SELECTED EXTRACT:
·····
Ironically Hama, who famously sang about the life of down and outs who hungered for money above all else, seemed to be in financially dire straits. This was in 2007, the Zimbabwean dollar had plummeted and Hama, like thousands of economically anxious Zimbabweans, had turned to the bottle for comfort.

This was the source of some of his problems later on in life, some claimed.

“At times we argued, yes, he loved his brown bottle and at times it became difficult to control him but he was a good brother to me,” said Albert Nyathi, a man who used to be close Hama in his heyday.

“He had gone into hard times financially and I guess that’s a lesson to most artistes that investment while one is at the top is very important.”

Before he died, media reports claimed that Hama had gone to Harare to revive his career, something disputed by Cont Mhlanga, a man who was the guardian at the cultural centre when Hama was the resident musician.

Mhlanga remembers Hama’s last days in the City of Kings. At that time, Hama was very much a defeated man whose own body had rebelled against him.
·····
RECORDS:
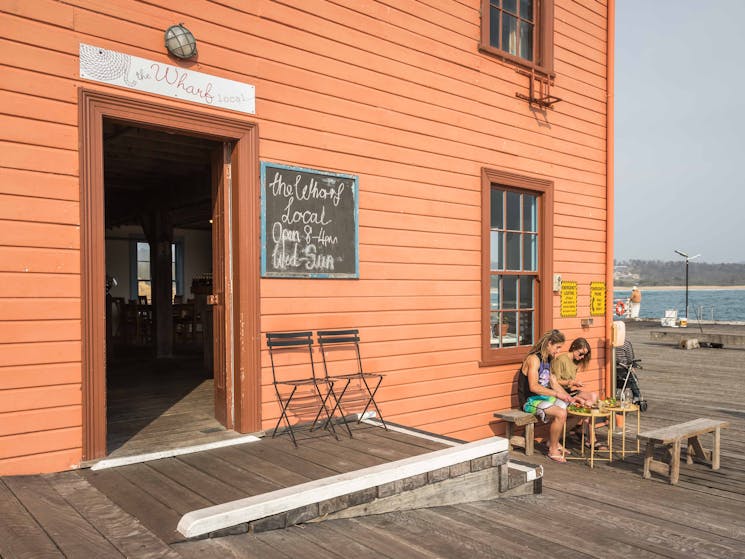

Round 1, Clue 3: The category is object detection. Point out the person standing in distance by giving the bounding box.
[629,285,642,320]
·····
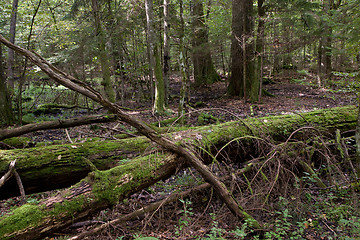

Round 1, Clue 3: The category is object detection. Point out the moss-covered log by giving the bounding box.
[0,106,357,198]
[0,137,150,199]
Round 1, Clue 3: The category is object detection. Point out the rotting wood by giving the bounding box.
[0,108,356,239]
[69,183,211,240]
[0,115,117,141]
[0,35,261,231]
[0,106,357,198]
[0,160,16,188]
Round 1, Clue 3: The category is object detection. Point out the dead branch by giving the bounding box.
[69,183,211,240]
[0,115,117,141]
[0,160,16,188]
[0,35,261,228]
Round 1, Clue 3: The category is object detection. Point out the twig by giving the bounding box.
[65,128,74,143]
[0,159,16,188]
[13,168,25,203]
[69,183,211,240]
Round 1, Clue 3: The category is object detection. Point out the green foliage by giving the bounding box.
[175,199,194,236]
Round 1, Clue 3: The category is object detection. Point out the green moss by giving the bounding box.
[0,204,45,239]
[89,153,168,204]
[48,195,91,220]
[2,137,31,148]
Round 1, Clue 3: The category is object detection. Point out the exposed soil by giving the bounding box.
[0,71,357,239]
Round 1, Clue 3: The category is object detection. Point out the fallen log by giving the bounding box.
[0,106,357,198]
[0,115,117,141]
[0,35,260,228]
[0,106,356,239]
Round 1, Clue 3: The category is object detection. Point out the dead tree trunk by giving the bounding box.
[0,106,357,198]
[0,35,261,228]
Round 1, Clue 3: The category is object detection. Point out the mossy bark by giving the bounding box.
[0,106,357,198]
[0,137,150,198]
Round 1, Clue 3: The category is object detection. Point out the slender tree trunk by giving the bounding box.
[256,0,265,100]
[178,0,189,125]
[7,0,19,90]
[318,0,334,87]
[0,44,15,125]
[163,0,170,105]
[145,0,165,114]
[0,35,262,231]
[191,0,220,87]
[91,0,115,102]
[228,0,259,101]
·····
PROBLEMS TO SOLVE:
[A] List every person the passage about Hama names.
[B] Carry on the passage about Hama from its last sentence.

WRITTEN RESPONSES:
[A] Hama, Albert Nyathi, Cont Mhlanga

[B]
“There’s common misconception that he left Bulawayo for Harare to revive his music career. That’s not true. When he left it was because of health reasons. When it was time he said Mr Mhlanga, I’m sorry but I have to disappoint you now. I don’t have the energy to do this anymore. My body just can’t handle it anymore. He left just like that. That’s why no one seems to quite know what became of him,” said Mhlanga.

Years before, Hama had come to Amakhosi at the invitation of Inxusa Festival and decided to revive old roots in the city he grew up in.

“There was a very Anti-Harare artiste sentiment in Bulawayo at that time. However, we felt like we needed to break that barrier because a lot of top artistes in Harare at that time were from Bulawayo. The likes of Majaivana, Edwin Hama and Andy Brown were Bulawayo boys who had refined their craft in Harare.

“So through Inxusa we invited artistes like Oliver Mtukudzi and Thomas Mapfumo, who held workshops to teach local artistes. However, what happened was that Edwin decided to relocate and became a resident artiste at Amakhosi,” said Mhlanga.

At the time of his death, Hama had not only become a stranger to Mhlanga but to even those who had known him before he moved to Bulawayo from the Capital. Even for old friends the trail had grown cold.

“In the 1990s he was a neighbour of mine at Cranborne and we would even share transport after gigs,” said poet Chirikure Chirikure. “I remember later we worked together at Hifa where his guitar work blended nicely with spoken word poetry. He was very versatile.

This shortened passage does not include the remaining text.